◆ Extracted records:

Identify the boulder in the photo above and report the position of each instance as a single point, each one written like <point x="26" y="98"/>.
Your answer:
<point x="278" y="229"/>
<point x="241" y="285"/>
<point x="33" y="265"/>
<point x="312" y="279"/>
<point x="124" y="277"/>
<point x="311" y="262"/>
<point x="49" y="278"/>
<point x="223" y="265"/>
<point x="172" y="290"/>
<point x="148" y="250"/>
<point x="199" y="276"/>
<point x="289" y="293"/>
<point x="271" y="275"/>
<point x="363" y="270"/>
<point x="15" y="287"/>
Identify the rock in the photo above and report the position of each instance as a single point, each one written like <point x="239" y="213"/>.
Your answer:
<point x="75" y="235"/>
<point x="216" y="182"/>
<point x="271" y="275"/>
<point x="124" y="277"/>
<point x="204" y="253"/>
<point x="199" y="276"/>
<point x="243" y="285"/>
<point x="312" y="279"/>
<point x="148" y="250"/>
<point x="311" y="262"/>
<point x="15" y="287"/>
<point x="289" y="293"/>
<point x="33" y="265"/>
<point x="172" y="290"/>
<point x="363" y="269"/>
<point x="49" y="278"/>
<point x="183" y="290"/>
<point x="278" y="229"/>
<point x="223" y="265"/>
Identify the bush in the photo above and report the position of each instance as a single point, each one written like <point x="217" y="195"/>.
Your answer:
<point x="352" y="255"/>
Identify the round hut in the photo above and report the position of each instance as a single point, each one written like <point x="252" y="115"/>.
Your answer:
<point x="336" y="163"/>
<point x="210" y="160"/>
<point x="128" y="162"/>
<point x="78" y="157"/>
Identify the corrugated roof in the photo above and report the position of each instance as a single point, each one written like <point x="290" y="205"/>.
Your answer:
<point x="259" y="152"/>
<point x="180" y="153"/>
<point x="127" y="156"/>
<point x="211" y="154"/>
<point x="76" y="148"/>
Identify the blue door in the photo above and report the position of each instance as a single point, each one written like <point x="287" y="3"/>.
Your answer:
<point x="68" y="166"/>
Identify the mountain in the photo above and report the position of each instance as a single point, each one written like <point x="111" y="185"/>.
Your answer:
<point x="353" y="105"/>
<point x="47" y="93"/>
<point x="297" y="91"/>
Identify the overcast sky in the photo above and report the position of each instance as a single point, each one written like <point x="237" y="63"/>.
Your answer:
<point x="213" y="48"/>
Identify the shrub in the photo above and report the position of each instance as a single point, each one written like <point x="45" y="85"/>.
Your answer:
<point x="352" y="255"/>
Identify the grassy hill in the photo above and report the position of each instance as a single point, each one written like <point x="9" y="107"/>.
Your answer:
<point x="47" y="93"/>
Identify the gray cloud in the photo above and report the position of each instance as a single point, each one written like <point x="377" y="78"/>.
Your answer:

◆ Your objective: Reproduce all the entries above. Match them exactly.

◆ Answer section:
Identify the boulder in the photo above and report the position of each instance as a single point, each one written like <point x="26" y="98"/>.
Your answer:
<point x="278" y="229"/>
<point x="241" y="285"/>
<point x="33" y="265"/>
<point x="312" y="279"/>
<point x="124" y="277"/>
<point x="311" y="262"/>
<point x="49" y="278"/>
<point x="223" y="265"/>
<point x="172" y="290"/>
<point x="148" y="250"/>
<point x="199" y="276"/>
<point x="289" y="293"/>
<point x="271" y="275"/>
<point x="363" y="270"/>
<point x="15" y="287"/>
Identify the rock in the photo above and report the position of each instance as a single point, each one written like <point x="239" y="213"/>.
Your answer:
<point x="75" y="235"/>
<point x="216" y="182"/>
<point x="271" y="275"/>
<point x="124" y="277"/>
<point x="204" y="253"/>
<point x="199" y="276"/>
<point x="243" y="285"/>
<point x="312" y="279"/>
<point x="148" y="250"/>
<point x="311" y="262"/>
<point x="15" y="287"/>
<point x="289" y="293"/>
<point x="33" y="265"/>
<point x="172" y="290"/>
<point x="363" y="269"/>
<point x="49" y="278"/>
<point x="183" y="290"/>
<point x="278" y="229"/>
<point x="223" y="265"/>
Identify the bush in the photo above and report the position of each instance as a single point, each one written like <point x="217" y="195"/>.
Your answer:
<point x="352" y="255"/>
Identify the round hut in the photo above and report the position of each instance as a single point, each one written like <point x="252" y="115"/>.
Your answer:
<point x="336" y="163"/>
<point x="210" y="160"/>
<point x="128" y="162"/>
<point x="78" y="157"/>
Identify the corrugated roof in the photo above and report the position of each instance as a single point, each one written like <point x="290" y="205"/>.
Your answer:
<point x="259" y="152"/>
<point x="180" y="153"/>
<point x="127" y="156"/>
<point x="211" y="154"/>
<point x="76" y="148"/>
Identify the blue door in the photo above and report the position of each instance as a single point, each one written like <point x="287" y="3"/>.
Your answer:
<point x="68" y="166"/>
Identify the mountain in the photo above and report the position of each instance as a single point, each one written like <point x="111" y="185"/>.
Your answer:
<point x="353" y="105"/>
<point x="47" y="93"/>
<point x="297" y="91"/>
Identify the overcast sky in the photo above and report the position of each instance as a single point, each one written like <point x="237" y="63"/>.
Your answer:
<point x="213" y="48"/>
Identify the shrub in the photo above and report the position of each instance as a single point, each one written like <point x="45" y="85"/>.
Your answer:
<point x="352" y="255"/>
Identify the grassy hill in the photo above and report the position of each instance as a single point, each one written like <point x="9" y="107"/>.
Your answer:
<point x="47" y="93"/>
Identify the gray cloud in the photo above and report the position of each instance as a single point, each one written like <point x="377" y="78"/>.
Your answer:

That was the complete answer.